PASSAGE PROVIDED Block Start

The Red Sox need some players to surprise this year, and Cora could be one of those marginal effects on a handful of players. Marginal improvements for a handful of players can lead to a few extra wins. And in terms of early returns on this front, Kiké Hernández sure seemed to respond to the challenges of his manager in spring, and he’ll look to carry that into a leadoff role in 2021.
3. The back of the bullpen
The Red Sox, frankly, do not have a whole lot of margin for error here this season. Not only is their roster looking very .500-ish, but they are playing in a division that has a chance to be among the most competitive in the game, to say nothing of the potential wildcard race. With all of that, it’s clear they cannot afford to blow a disproportionate number of games in the late innings.

PASSAGE PROVIDED Block End

**EXERCISE PROMPT**
Please output the Red Sox passage word for word, from "3. The back" to "the late innings.".

LISTED ENTRIES Block Start

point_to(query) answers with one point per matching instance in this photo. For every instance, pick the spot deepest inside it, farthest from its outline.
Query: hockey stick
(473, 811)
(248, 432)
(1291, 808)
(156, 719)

LISTED ENTRIES Block End

**OUTPUT OF THE EXERCISE**
3. The back of the bullpen
The Red Sox, frankly, do not have a whole lot of margin for error here this season. Not only is their roster looking very .500-ish, but they are playing in a division that has a chance to be among the most competitive in the game, to say nothing of the potential wildcard race. With all of that, it’s clear they cannot afford to blow a disproportionate number of games in the late innings.